TASK REQUIREMENTS —
Retype only what runs from the line that contains "Return the outline of every instance of the horizontal" through the last line of the listing below, both lines included.

RECORDS FOR THE TASK —
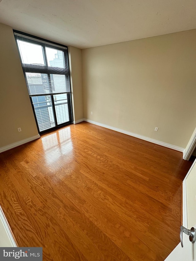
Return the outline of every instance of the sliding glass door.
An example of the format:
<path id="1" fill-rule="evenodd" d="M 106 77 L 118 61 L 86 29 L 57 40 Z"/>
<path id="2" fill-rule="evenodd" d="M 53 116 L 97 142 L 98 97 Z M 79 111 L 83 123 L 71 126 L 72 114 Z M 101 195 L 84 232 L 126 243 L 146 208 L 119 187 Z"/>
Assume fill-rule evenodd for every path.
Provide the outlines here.
<path id="1" fill-rule="evenodd" d="M 14 34 L 39 133 L 72 123 L 67 48 Z"/>

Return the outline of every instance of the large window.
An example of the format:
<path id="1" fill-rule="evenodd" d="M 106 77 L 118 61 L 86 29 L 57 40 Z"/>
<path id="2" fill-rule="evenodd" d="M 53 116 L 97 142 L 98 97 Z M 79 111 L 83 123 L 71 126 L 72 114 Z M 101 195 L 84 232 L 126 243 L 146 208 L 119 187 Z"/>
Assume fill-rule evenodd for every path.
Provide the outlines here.
<path id="1" fill-rule="evenodd" d="M 39 133 L 72 123 L 67 47 L 14 32 Z"/>

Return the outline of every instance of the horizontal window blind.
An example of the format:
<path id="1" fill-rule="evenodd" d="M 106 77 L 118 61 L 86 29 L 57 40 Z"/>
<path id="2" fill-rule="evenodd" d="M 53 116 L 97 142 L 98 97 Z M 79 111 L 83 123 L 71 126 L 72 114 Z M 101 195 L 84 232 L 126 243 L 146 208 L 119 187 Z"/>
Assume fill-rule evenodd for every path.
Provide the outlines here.
<path id="1" fill-rule="evenodd" d="M 67 48 L 14 35 L 29 95 L 70 92 Z"/>

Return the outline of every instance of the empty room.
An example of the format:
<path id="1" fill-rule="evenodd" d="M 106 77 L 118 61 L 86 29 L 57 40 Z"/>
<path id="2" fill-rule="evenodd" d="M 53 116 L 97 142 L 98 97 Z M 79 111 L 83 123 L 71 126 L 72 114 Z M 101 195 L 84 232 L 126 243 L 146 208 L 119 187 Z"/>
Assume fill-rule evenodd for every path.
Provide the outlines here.
<path id="1" fill-rule="evenodd" d="M 196 260 L 195 10 L 0 0 L 0 260 Z"/>

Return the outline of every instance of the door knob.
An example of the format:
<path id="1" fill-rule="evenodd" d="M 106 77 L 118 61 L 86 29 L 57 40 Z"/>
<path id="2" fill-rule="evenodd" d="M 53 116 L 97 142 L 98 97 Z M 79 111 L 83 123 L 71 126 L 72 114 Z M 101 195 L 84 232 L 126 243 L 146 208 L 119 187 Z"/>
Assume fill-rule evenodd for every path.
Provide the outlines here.
<path id="1" fill-rule="evenodd" d="M 182 248 L 184 246 L 183 241 L 183 233 L 189 236 L 189 240 L 193 244 L 194 243 L 196 240 L 196 229 L 193 227 L 191 227 L 190 229 L 187 229 L 183 226 L 181 226 L 180 227 L 180 238 Z"/>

FULL OUTPUT —
Return the outline of every instance of the horizontal window blind.
An example of the format:
<path id="1" fill-rule="evenodd" d="M 106 77 L 118 61 L 86 29 L 57 40 Z"/>
<path id="2" fill-rule="evenodd" d="M 53 116 L 97 142 L 98 97 Z M 79 111 L 83 123 L 71 126 L 72 114 Z M 101 195 L 84 232 L 126 243 L 146 208 L 119 187 Z"/>
Assume fill-rule evenodd for every path.
Provide the outlines here.
<path id="1" fill-rule="evenodd" d="M 67 48 L 14 35 L 29 95 L 70 92 Z"/>

Return the outline of every instance of the empty room.
An example of the format:
<path id="1" fill-rule="evenodd" d="M 106 77 L 118 61 L 86 29 L 57 40 Z"/>
<path id="2" fill-rule="evenodd" d="M 53 116 L 97 142 L 98 97 Z M 79 111 L 83 123 L 71 126 L 72 114 Z M 101 195 L 84 232 L 126 243 L 146 208 L 119 187 Z"/>
Assume fill-rule evenodd for every path.
Provide the outlines here.
<path id="1" fill-rule="evenodd" d="M 196 260 L 195 10 L 0 0 L 0 260 Z"/>

Return the outline of every instance of the door knob.
An example of the format:
<path id="1" fill-rule="evenodd" d="M 106 77 L 118 61 L 86 29 L 57 40 Z"/>
<path id="2" fill-rule="evenodd" d="M 53 116 L 97 142 L 98 97 Z M 79 111 L 83 123 L 71 126 L 72 114 Z M 101 195 L 84 232 L 126 243 L 146 208 L 119 187 Z"/>
Assume fill-rule evenodd for every path.
Provide the outlines here.
<path id="1" fill-rule="evenodd" d="M 182 248 L 184 246 L 183 241 L 183 233 L 189 236 L 189 240 L 193 244 L 194 243 L 196 240 L 196 229 L 193 227 L 191 227 L 190 229 L 187 229 L 183 226 L 181 226 L 180 227 L 180 238 Z"/>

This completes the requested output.